Aim of the task
Your response should give back each record exactly, word for word.

Dataset excerpts
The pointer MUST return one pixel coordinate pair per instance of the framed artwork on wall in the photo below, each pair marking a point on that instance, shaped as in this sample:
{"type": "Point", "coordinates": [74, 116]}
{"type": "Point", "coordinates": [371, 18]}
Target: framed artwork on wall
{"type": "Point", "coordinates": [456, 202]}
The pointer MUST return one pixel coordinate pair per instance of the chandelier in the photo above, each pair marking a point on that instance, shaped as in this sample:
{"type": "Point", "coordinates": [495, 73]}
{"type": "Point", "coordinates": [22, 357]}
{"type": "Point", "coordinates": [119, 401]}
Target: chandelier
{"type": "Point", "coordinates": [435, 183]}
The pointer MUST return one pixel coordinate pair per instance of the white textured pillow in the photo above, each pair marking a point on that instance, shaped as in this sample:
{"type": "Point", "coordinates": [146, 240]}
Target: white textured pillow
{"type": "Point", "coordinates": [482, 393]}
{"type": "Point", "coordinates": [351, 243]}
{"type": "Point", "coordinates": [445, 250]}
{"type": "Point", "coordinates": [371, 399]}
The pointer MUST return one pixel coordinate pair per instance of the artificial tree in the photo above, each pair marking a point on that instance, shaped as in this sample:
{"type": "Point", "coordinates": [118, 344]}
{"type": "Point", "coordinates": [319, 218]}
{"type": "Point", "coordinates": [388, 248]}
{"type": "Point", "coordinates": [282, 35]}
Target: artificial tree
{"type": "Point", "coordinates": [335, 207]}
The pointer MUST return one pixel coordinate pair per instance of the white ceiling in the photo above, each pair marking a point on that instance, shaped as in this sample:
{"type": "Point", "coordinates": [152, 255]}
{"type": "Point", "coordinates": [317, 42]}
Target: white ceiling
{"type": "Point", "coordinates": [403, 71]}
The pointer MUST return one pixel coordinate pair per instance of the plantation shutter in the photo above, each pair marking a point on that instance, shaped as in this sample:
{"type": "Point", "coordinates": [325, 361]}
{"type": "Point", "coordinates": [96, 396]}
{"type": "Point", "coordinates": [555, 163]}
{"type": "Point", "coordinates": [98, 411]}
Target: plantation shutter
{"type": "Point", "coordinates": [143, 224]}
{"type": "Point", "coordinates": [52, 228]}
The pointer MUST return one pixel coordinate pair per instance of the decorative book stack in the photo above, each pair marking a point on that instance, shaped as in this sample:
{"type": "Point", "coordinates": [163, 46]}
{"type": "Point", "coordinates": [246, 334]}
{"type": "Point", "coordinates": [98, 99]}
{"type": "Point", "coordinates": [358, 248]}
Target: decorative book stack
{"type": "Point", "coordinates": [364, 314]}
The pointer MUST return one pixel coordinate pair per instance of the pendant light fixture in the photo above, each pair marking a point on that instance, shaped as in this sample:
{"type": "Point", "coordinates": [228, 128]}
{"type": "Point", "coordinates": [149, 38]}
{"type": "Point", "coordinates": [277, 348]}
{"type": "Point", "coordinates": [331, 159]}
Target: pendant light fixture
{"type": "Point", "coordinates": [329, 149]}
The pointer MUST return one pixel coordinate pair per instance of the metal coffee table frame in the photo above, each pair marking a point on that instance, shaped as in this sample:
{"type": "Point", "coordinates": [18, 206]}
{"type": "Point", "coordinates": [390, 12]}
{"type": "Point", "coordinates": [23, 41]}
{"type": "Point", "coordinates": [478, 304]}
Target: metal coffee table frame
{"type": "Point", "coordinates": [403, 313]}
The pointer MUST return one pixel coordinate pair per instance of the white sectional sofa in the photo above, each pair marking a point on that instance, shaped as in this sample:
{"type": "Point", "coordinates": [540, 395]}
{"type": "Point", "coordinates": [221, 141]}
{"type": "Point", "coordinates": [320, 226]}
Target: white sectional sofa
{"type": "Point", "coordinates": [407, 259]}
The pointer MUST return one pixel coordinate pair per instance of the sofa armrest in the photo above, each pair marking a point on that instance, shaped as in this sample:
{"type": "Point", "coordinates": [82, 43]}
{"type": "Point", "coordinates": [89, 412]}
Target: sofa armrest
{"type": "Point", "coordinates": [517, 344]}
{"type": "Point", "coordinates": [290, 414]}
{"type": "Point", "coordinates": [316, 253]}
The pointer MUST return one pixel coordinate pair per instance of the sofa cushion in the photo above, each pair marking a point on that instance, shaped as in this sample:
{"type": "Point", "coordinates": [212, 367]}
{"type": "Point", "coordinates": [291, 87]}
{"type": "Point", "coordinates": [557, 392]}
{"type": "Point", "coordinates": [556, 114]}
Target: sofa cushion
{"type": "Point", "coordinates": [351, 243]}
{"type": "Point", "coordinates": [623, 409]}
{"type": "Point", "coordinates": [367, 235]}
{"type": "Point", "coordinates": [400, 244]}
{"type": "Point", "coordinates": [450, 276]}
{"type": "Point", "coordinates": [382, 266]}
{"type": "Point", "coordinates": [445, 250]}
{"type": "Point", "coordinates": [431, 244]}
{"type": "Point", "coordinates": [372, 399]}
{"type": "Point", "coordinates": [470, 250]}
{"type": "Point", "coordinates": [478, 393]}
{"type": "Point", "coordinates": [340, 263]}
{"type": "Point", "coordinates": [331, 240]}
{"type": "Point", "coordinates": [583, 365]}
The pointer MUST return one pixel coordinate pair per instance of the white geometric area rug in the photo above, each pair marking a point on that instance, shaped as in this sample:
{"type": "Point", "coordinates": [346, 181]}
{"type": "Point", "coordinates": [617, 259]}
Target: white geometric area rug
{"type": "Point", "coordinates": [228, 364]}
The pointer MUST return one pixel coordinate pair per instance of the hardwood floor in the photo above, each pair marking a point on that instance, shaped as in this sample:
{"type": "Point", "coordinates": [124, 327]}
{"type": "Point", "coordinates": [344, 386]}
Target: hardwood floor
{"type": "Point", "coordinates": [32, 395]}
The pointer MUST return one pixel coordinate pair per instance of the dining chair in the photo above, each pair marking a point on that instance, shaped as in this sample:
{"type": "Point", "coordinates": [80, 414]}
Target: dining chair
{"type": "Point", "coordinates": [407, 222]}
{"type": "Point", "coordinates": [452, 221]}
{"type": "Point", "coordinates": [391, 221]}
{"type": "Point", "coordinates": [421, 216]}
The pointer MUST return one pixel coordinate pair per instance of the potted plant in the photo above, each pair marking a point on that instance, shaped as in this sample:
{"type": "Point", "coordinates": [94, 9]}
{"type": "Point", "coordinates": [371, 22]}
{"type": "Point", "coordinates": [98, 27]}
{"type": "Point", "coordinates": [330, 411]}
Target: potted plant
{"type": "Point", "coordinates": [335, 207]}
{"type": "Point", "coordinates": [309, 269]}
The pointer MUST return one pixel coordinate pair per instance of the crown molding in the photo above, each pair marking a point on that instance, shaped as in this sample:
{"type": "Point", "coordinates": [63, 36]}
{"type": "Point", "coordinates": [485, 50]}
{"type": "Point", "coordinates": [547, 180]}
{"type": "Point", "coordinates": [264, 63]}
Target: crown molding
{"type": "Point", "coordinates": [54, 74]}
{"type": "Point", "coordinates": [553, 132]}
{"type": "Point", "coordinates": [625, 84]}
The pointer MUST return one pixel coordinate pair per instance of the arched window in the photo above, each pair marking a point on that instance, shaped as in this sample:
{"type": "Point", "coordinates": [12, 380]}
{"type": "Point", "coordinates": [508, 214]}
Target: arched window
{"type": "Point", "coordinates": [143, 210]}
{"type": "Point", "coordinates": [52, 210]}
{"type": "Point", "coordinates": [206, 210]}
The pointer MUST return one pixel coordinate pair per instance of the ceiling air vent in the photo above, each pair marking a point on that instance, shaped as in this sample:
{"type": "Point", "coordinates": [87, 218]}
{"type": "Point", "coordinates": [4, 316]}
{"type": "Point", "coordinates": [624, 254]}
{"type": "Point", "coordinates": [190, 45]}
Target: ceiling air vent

Completed exercise
The pointer MUST return one pixel coordinate pair per instance of the framed artwork on wall in the photo below, each pair marking a point on that instance, shaped as in this sample:
{"type": "Point", "coordinates": [74, 116]}
{"type": "Point", "coordinates": [371, 18]}
Target: framed artwork on wall
{"type": "Point", "coordinates": [456, 202]}
The pointer MUST return one pixel coordinate pair per instance of the chandelier in the photo above, each pair marking a point on that instance, shaped as in this sample:
{"type": "Point", "coordinates": [495, 73]}
{"type": "Point", "coordinates": [22, 357]}
{"type": "Point", "coordinates": [119, 401]}
Target: chandelier
{"type": "Point", "coordinates": [435, 183]}
The pointer MUST return one pixel coordinate pair per instance of the white textured pillow in the photo above, each pair marking a point on that instance, shaped as in this sample:
{"type": "Point", "coordinates": [146, 240]}
Target: white textured pillow
{"type": "Point", "coordinates": [482, 393]}
{"type": "Point", "coordinates": [351, 243]}
{"type": "Point", "coordinates": [445, 250]}
{"type": "Point", "coordinates": [371, 399]}
The pointer MUST return one pixel coordinate pair per instance of the artificial tree in the photo above, each pair marking a point on that instance, shaped as in this sample:
{"type": "Point", "coordinates": [118, 344]}
{"type": "Point", "coordinates": [319, 218]}
{"type": "Point", "coordinates": [388, 248]}
{"type": "Point", "coordinates": [282, 35]}
Target: artificial tree
{"type": "Point", "coordinates": [335, 207]}
The pointer MUST return one pixel coordinate pair per instance of the white ceiling in the photo above, each pair marking a point on that instance, shaped as in this sample:
{"type": "Point", "coordinates": [152, 255]}
{"type": "Point", "coordinates": [317, 42]}
Target: white ceiling
{"type": "Point", "coordinates": [403, 71]}
The pointer MUST return one pixel coordinate pair per instance of the plantation shutter in the photo above, each pair marking a point on that instance, shaped as in this sample:
{"type": "Point", "coordinates": [325, 361]}
{"type": "Point", "coordinates": [96, 396]}
{"type": "Point", "coordinates": [555, 163]}
{"type": "Point", "coordinates": [98, 411]}
Target: plantation shutter
{"type": "Point", "coordinates": [143, 224]}
{"type": "Point", "coordinates": [52, 228]}
The pointer MUST return one pixel coordinate pair per instance of the decorative book stack in the photo above, each pair marking a point on that instance, shaped as in this sample:
{"type": "Point", "coordinates": [163, 46]}
{"type": "Point", "coordinates": [246, 334]}
{"type": "Point", "coordinates": [98, 99]}
{"type": "Point", "coordinates": [358, 248]}
Target: decorative book stack
{"type": "Point", "coordinates": [364, 314]}
The pointer MUST return one pixel coordinate pair per instance of the pendant light fixture in the photo above, each pair marking a point on that instance, shaped as in this sample:
{"type": "Point", "coordinates": [228, 128]}
{"type": "Point", "coordinates": [149, 38]}
{"type": "Point", "coordinates": [277, 348]}
{"type": "Point", "coordinates": [331, 159]}
Target: pendant light fixture
{"type": "Point", "coordinates": [329, 149]}
The pointer MUST return one pixel coordinate pair per instance of the metal coffee table frame in the photo above, each pair marking a point on that instance, shaped as in this sample:
{"type": "Point", "coordinates": [18, 206]}
{"type": "Point", "coordinates": [390, 12]}
{"type": "Point", "coordinates": [23, 41]}
{"type": "Point", "coordinates": [478, 304]}
Target: metal coffee table frame
{"type": "Point", "coordinates": [403, 313]}
The pointer MUST return one pixel coordinate pair per instance of the white sectional sofa in the photo above, each pair marking a point on that instance, shaped as in this sample:
{"type": "Point", "coordinates": [540, 395]}
{"type": "Point", "coordinates": [221, 141]}
{"type": "Point", "coordinates": [320, 226]}
Target: white sectional sofa
{"type": "Point", "coordinates": [407, 259]}
The pointer MUST return one pixel coordinate pair per instance of the sofa armrest in the photo above, each pair marking a point on that instance, shaped as in this sample:
{"type": "Point", "coordinates": [82, 43]}
{"type": "Point", "coordinates": [89, 412]}
Target: sofa armrest
{"type": "Point", "coordinates": [517, 344]}
{"type": "Point", "coordinates": [290, 414]}
{"type": "Point", "coordinates": [316, 253]}
The pointer MUST return one pixel coordinate pair per instance of the sofa cushion in the photo above, each pair marking a point on that instance, shaped as in this sample:
{"type": "Point", "coordinates": [212, 367]}
{"type": "Point", "coordinates": [291, 87]}
{"type": "Point", "coordinates": [557, 392]}
{"type": "Point", "coordinates": [556, 114]}
Target: sofa cushion
{"type": "Point", "coordinates": [351, 243]}
{"type": "Point", "coordinates": [623, 409]}
{"type": "Point", "coordinates": [367, 235]}
{"type": "Point", "coordinates": [400, 244]}
{"type": "Point", "coordinates": [450, 276]}
{"type": "Point", "coordinates": [382, 266]}
{"type": "Point", "coordinates": [445, 250]}
{"type": "Point", "coordinates": [431, 244]}
{"type": "Point", "coordinates": [372, 399]}
{"type": "Point", "coordinates": [470, 250]}
{"type": "Point", "coordinates": [478, 393]}
{"type": "Point", "coordinates": [340, 263]}
{"type": "Point", "coordinates": [331, 240]}
{"type": "Point", "coordinates": [583, 365]}
The pointer MUST return one pixel coordinate pair per instance of the white geometric area rug in the photo above, each pair marking a point on that instance, shaped as in this sample:
{"type": "Point", "coordinates": [346, 181]}
{"type": "Point", "coordinates": [617, 259]}
Target: white geometric area rug
{"type": "Point", "coordinates": [228, 364]}
The pointer MUST return one pixel coordinate pair per instance of the hardwood floor in the photo above, each pair marking a point on that instance, shaped as in this sample:
{"type": "Point", "coordinates": [124, 327]}
{"type": "Point", "coordinates": [344, 386]}
Target: hardwood floor
{"type": "Point", "coordinates": [32, 395]}
The pointer MUST return one pixel coordinate pair per instance of the dining chair in the photo above, each pair marking a point on that instance, shaped as in this sample:
{"type": "Point", "coordinates": [80, 414]}
Target: dining chair
{"type": "Point", "coordinates": [407, 222]}
{"type": "Point", "coordinates": [452, 221]}
{"type": "Point", "coordinates": [391, 221]}
{"type": "Point", "coordinates": [421, 216]}
The pointer MUST return one pixel coordinate pair per instance of the potted plant in the photo above, each pair marking a point on that instance, shaped as in this sample:
{"type": "Point", "coordinates": [94, 9]}
{"type": "Point", "coordinates": [371, 22]}
{"type": "Point", "coordinates": [98, 27]}
{"type": "Point", "coordinates": [330, 411]}
Target: potted plant
{"type": "Point", "coordinates": [335, 207]}
{"type": "Point", "coordinates": [309, 269]}
The pointer MUST return one pixel coordinate pair per instance of the crown molding in the photo above, each pair marking a point on that instance, shaped as in this sample:
{"type": "Point", "coordinates": [63, 36]}
{"type": "Point", "coordinates": [485, 50]}
{"type": "Point", "coordinates": [547, 180]}
{"type": "Point", "coordinates": [264, 63]}
Target: crown molding
{"type": "Point", "coordinates": [54, 74]}
{"type": "Point", "coordinates": [553, 132]}
{"type": "Point", "coordinates": [625, 84]}
The pointer MUST return one pixel coordinate pair per instance of the arched window in the photo above, each pair marking a point on that instance, shaped as in this sample:
{"type": "Point", "coordinates": [12, 380]}
{"type": "Point", "coordinates": [508, 214]}
Target: arched window
{"type": "Point", "coordinates": [143, 210]}
{"type": "Point", "coordinates": [52, 210]}
{"type": "Point", "coordinates": [206, 210]}
The pointer MUST return one pixel coordinate pair per instance of the ceiling air vent in the photo above, each pair marking a point on that instance, shaped as in this sample:
{"type": "Point", "coordinates": [87, 218]}
{"type": "Point", "coordinates": [4, 316]}
{"type": "Point", "coordinates": [624, 254]}
{"type": "Point", "coordinates": [190, 45]}
Target: ceiling air vent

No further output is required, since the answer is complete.